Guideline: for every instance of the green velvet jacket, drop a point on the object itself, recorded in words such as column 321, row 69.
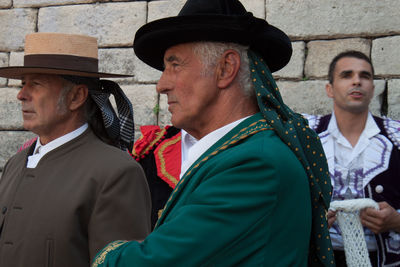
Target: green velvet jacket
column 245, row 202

...

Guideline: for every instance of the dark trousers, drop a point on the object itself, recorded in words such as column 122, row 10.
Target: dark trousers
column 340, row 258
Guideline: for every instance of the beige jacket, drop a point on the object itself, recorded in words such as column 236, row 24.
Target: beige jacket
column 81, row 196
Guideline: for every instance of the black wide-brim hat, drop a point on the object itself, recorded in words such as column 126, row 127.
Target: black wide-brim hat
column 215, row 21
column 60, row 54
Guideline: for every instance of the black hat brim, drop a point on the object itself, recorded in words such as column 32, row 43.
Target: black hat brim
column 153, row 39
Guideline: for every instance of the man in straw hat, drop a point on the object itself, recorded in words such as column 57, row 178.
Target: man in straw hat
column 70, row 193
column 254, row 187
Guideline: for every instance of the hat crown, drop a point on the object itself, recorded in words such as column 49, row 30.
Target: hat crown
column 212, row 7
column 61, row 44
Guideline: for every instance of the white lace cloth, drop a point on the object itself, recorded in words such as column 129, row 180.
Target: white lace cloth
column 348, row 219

» ASSIGNED TASK
Using the data above, return every line that contains the string "Guideline".

» ANSWER SECTION
Guideline: for every instance of the green velvet jacket, drop a point on the object itself, recorded in words such as column 321, row 69.
Guideline: for every instance of the dark trousers, drop a point on the object itself, recorded in words such as column 122, row 10.
Guideline: for every instance of the beige jacket, drop a point on the object itself, recorded in words such as column 236, row 24.
Guideline: for every instance of the black wide-brim hat, drop a point on the object itself, recorded in words such as column 126, row 127.
Guideline: for every instance of the black hat brim, drop a point on the object itself, recorded in words such as column 32, row 43.
Guideline: for every instance of the man in straw hat, drop a point on the object itself, recorded in words such as column 57, row 178.
Guideline: for every instance of the hat crown, drop a point on the object itself, recorded in words such as column 49, row 30.
Guideline: for every instance of the white lace cloth, drop a point on the object itself, recorded in words such as column 129, row 180.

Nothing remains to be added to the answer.